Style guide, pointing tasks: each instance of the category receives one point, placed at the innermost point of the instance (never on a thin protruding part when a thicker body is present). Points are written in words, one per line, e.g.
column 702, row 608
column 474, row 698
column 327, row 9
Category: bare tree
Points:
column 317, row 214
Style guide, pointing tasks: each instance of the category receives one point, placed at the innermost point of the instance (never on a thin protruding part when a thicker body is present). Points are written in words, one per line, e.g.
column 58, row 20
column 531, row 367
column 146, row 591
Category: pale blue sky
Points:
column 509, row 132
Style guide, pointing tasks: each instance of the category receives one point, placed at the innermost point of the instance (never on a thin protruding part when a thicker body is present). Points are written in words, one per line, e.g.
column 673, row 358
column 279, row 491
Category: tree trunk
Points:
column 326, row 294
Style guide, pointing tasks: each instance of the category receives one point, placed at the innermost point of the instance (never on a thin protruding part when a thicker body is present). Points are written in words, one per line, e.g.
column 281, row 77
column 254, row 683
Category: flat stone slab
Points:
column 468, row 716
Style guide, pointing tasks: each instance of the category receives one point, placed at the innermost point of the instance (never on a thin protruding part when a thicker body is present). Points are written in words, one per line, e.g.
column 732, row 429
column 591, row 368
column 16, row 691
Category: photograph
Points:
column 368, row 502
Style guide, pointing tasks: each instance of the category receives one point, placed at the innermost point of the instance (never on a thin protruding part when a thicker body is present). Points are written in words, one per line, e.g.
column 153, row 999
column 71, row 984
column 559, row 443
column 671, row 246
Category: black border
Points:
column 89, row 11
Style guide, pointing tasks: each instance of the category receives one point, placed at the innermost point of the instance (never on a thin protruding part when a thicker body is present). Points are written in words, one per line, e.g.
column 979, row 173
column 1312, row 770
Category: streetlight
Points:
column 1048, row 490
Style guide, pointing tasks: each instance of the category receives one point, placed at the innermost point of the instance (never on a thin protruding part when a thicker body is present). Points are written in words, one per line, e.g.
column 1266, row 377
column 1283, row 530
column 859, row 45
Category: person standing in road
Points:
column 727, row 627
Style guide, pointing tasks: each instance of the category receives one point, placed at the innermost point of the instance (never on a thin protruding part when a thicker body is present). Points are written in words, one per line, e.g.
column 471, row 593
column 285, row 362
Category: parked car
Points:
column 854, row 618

-*-

→ **THE PROBLEM**: Arrange every line of the items above as a Markdown table with two columns: Row, holding a running line number, and Line, holding the line itself. Leave out blank lines.

→ **COMPLETED TASK**:
| Row | Line |
|---|---|
| 1 | Style guide, pointing tasks: each instance of the category receives one point, placed at the innermost point of the instance (never on a thin protruding part when a thicker body is present). Points are written in words, one per line, e.g. |
| 2 | column 702, row 608 |
| 3 | column 474, row 698 |
| 4 | column 327, row 9 |
| 5 | Category: bare tree |
| 6 | Points: |
| 7 | column 317, row 214 |
| 8 | Style guide, pointing tasks: each instance of the category receives one point, placed at the innermost point of the instance (never on a thin protruding part when a thicker body is present). Points are written in words, one per line, e.g. |
| 9 | column 58, row 20 |
| 10 | column 531, row 367 |
| 11 | column 146, row 591 |
| 12 | Category: pale blue sky |
| 13 | Points: |
| 14 | column 509, row 132 |
| 15 | Style guide, pointing tasks: each instance of the category receives one point, placed at the innermost point of the instance (never on a thin protruding part when a thicker body is present). Points are written in words, one per line, e.g. |
| 16 | column 673, row 358 |
| 17 | column 279, row 491 |
| 18 | Category: tree trunk |
| 19 | Points: |
| 20 | column 326, row 294 |
| 21 | Style guide, pointing tasks: each instance of the category receives one point, placed at the innermost point of the instance (never on a thin protruding part when a thicker body is present). Points are written in words, one per line, e.g. |
| 22 | column 281, row 77 |
| 23 | column 254, row 683 |
| 24 | Category: flat stone slab |
| 25 | Points: |
| 26 | column 468, row 716 |
| 27 | Style guide, pointing tasks: each instance of the category receives one point, placed at the innermost point of the instance (never on a thin protruding part when a thicker body is present). Points are written in words, one per line, e.g. |
| 28 | column 732, row 429 |
| 29 | column 591, row 368 |
| 30 | column 16, row 691 |
| 31 | Category: photograph |
| 32 | Points: |
| 33 | column 368, row 502 |
| 34 | Style guide, pointing tasks: each instance of the category receives one point, placed at the innermost point of the instance (never on a thin protruding part when a thicker body is present). Points are written in words, one per line, e.g. |
| 35 | column 153, row 999 |
| 36 | column 71, row 984 |
| 37 | column 559, row 443 |
| 38 | column 671, row 246 |
| 39 | Category: black border |
| 40 | Points: |
| 41 | column 89, row 11 |
| 42 | Style guide, pointing tasks: each instance of the category receives one point, placed at the innermost point of the instance (never on a thin protruding part when a thicker body is present). Points are written in words, one per line, e.g. |
| 43 | column 979, row 173 |
| 44 | column 1312, row 770 |
| 45 | Category: streetlight |
| 46 | Points: |
| 47 | column 1048, row 490 |
| 48 | Style guide, pointing tasks: each instance of the category receives one point, placed at the innermost point of the instance (never on a thin protruding part when a thicker body is present). Points are written in words, one per line, e.g. |
| 49 | column 1266, row 377 |
| 50 | column 1283, row 530 |
| 51 | column 859, row 45 |
| 52 | Category: person standing in road |
| 53 | Points: |
| 54 | column 727, row 627 |
| 55 | Style guide, pointing tasks: each instance of the category receives one point, placed at the innermost point of the instance (never on a thin protruding part when a thicker body is present). Points are written in words, one per line, e.g. |
| 56 | column 471, row 593 |
| 57 | column 285, row 362 |
| 58 | Category: parked car |
| 59 | Points: |
| 60 | column 854, row 618 |